How many lines in the listing below contain the word "intake"? Count them and reply with the number alone.

══════════

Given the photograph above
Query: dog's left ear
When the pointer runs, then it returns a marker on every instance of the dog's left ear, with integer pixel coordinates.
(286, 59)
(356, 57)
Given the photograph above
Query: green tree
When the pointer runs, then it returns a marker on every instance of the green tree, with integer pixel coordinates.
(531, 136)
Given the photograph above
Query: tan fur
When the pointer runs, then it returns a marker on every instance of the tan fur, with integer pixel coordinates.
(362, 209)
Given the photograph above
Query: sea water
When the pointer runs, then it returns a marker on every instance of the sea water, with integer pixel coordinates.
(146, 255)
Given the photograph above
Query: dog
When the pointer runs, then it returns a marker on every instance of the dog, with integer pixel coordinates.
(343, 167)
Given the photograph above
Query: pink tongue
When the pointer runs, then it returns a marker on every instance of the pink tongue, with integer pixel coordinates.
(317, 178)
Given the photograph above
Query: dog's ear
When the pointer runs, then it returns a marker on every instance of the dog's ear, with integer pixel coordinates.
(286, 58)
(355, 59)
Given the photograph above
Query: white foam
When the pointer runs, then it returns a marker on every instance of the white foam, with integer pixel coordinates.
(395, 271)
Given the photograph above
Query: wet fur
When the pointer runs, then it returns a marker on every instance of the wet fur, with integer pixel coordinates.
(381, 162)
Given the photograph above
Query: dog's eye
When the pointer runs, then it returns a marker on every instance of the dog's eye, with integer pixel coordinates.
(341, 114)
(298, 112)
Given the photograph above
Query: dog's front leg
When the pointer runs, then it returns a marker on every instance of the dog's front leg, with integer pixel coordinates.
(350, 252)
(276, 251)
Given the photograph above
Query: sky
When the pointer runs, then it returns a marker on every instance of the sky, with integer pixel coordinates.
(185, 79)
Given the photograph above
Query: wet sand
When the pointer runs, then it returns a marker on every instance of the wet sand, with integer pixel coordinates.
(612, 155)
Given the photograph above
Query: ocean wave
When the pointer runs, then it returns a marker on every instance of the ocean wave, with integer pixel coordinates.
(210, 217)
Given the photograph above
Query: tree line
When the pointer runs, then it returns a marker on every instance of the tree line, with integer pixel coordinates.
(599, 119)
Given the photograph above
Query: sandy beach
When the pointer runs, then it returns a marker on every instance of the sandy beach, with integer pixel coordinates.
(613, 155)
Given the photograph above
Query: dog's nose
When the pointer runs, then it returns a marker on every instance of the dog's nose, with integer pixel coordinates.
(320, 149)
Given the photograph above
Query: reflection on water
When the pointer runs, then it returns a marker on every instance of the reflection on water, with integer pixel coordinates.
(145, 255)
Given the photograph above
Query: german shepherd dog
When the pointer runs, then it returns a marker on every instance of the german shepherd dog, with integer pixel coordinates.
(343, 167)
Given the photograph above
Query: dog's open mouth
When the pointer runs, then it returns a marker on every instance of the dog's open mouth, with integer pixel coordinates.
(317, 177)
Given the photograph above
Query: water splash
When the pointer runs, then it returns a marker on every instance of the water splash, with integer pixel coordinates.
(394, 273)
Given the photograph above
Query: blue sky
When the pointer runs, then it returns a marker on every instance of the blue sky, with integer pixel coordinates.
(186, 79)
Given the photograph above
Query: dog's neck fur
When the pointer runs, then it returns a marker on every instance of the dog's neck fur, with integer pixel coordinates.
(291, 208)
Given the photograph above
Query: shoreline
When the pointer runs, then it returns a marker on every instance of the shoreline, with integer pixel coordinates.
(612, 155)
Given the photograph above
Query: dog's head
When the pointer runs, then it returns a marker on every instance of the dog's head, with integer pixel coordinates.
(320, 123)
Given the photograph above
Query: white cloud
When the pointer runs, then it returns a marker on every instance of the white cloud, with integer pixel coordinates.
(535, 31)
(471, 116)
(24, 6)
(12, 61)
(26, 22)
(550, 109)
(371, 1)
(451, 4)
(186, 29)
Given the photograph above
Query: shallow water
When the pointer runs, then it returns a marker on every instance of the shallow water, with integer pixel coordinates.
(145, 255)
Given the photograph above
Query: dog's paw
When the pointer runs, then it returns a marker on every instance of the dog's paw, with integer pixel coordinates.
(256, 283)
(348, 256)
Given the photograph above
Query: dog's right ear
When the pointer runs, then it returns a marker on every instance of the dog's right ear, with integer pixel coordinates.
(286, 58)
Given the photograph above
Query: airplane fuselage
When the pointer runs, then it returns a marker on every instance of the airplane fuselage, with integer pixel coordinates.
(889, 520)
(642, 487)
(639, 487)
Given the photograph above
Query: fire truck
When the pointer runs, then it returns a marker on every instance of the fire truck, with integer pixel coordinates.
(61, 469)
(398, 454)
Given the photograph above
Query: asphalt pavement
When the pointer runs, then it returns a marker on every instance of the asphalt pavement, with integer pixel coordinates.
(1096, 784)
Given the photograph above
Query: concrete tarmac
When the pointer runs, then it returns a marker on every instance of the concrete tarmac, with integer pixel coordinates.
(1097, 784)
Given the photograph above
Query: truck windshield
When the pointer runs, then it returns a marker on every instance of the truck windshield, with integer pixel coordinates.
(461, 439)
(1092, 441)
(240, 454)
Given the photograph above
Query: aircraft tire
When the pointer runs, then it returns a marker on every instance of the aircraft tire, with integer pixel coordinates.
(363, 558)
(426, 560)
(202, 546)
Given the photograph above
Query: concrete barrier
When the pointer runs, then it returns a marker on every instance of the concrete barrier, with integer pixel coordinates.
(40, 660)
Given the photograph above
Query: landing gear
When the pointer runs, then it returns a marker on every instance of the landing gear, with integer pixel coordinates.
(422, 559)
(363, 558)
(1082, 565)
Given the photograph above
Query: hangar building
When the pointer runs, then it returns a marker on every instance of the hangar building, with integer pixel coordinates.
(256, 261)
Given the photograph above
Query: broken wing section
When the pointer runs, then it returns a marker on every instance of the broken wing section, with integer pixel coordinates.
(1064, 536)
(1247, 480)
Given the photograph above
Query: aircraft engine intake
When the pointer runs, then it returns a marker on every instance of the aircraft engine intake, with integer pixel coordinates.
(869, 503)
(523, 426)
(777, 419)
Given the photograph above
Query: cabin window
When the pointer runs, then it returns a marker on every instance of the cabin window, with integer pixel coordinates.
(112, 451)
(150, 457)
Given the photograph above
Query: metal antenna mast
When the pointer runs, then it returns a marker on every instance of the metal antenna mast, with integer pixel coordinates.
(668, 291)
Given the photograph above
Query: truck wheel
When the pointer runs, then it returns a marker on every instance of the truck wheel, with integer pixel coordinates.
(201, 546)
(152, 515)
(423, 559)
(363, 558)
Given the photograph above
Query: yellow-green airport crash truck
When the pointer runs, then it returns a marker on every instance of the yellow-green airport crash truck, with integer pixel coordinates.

══════════

- [TASK RESPONSE]: 2